» **GIVEN EXERCISE 1**
Rename "Scopus" to "Web of Science" in the stretch of the tungsten hardening abstract from "Eva Hasenhuetl, Ryuta" through "5 Citations (Scopus)", and give that stretch back.

Evaluation of ion-irradiation hardening of tungsten single crystals by nanoindentation technique considering material pile-up effect

Eva Hasenhuetl, Ryuta Kasada, Zhexian Zhang, Kiyohiro Yabuuchi, Yen Jui Huang, Akihiko Kimura

Research output: Contribution to journalArticle

5 Citations (Scopus)

Abstract

Ion-irradiation hardening of pure tungsten (W) single crystal was evaluated by nanoindentation (NI) technique considering material pile-up effect. Pure W single crystals of (001) surface orientation were ion-irradiated with 6.4 MeV Fe3+ to 0.1 dpa, 1 dpa or 2 dpa at 573 K. The irradiation hardening was evaluated by means of NI measurements with elastic-modulus-based correction (EMC) method [C. Heintze et al.: J. Nucl. Mater. 472 (2016) 196-205]. The effect of material pile-up in tungsten was so significant that the bulk equivalent hardness values by EMC method were about 70% and 85% of uncorrected results for irradiated and unirradiated W(001), respectively. The ion-irradiation hardening values by EMC based method were approximately 40%, 50% and 60% of uncorrected results for 0.1 dpa, 1 dpa and 2 dpa, respectively. The measured maximum pile-up height was higher for irradiated W(001) than for unirradiated W(001) at each indentation depth. An averaged pile-up height that was associated with the actual area of contact of pile up obtained from EMC hardness showed different responses to ion-irradiation depending on the indentation depth.

» **RECORDS SHOWN**

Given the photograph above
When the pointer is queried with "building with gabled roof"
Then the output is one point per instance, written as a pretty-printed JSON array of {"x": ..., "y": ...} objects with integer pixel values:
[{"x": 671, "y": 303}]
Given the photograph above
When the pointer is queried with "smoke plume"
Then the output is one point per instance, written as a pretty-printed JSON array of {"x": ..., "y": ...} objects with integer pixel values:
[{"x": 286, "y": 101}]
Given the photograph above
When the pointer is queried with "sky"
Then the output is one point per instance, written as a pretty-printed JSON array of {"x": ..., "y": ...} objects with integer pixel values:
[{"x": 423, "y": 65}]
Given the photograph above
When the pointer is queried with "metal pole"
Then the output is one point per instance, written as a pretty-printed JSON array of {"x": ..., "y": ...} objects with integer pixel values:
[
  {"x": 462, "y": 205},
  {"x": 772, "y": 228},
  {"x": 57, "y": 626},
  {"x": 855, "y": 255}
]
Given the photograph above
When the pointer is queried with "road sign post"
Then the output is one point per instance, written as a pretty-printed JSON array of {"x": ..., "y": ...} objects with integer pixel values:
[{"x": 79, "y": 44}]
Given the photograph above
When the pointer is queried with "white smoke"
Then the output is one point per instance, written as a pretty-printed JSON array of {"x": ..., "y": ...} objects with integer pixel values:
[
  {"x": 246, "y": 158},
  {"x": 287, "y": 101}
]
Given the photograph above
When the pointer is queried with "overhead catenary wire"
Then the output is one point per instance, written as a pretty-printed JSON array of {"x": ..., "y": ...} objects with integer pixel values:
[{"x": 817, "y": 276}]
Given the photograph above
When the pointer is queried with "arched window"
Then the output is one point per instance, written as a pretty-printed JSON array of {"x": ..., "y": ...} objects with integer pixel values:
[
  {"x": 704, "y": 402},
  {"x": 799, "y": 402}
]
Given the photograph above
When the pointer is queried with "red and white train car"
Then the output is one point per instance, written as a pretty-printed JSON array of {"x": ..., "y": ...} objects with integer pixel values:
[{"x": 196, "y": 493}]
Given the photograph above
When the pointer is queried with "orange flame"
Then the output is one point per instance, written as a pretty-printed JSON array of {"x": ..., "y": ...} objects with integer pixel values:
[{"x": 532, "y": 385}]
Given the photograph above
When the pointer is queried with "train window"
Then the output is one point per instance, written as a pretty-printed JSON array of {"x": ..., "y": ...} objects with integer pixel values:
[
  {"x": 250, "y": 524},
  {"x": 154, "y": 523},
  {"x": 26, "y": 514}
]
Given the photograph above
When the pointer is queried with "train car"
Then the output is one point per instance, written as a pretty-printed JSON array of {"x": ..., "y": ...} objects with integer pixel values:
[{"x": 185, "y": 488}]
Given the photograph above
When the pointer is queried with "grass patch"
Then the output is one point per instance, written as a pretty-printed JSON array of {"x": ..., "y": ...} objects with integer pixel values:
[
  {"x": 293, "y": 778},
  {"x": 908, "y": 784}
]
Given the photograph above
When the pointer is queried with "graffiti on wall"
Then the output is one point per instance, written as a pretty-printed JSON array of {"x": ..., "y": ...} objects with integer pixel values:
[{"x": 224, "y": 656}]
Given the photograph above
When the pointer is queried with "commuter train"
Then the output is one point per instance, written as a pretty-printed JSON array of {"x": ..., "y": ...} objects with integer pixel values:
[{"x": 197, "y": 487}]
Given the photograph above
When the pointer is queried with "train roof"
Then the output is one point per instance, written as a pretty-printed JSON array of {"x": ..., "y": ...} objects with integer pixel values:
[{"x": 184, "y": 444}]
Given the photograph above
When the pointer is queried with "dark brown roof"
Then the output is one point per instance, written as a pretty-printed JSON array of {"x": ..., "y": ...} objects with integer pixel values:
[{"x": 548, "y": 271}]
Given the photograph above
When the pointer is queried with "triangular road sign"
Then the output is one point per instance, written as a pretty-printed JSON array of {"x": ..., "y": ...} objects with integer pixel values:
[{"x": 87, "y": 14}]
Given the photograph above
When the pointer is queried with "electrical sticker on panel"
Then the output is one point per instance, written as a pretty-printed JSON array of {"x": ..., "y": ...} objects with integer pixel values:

» **GIVEN EXERCISE 2**
How many lines in the records contain the string "train"? Reply with the number only.

» **EXERCISE SOLUTION 1**
Eva Hasenhuetl, Ryuta Kasada, Zhexian Zhang, Kiyohiro Yabuuchi, Yen Jui Huang, Akihiko Kimura

Research output: Contribution to journalArticle

5 Citations (Web of Science)

» **EXERCISE SOLUTION 2**
5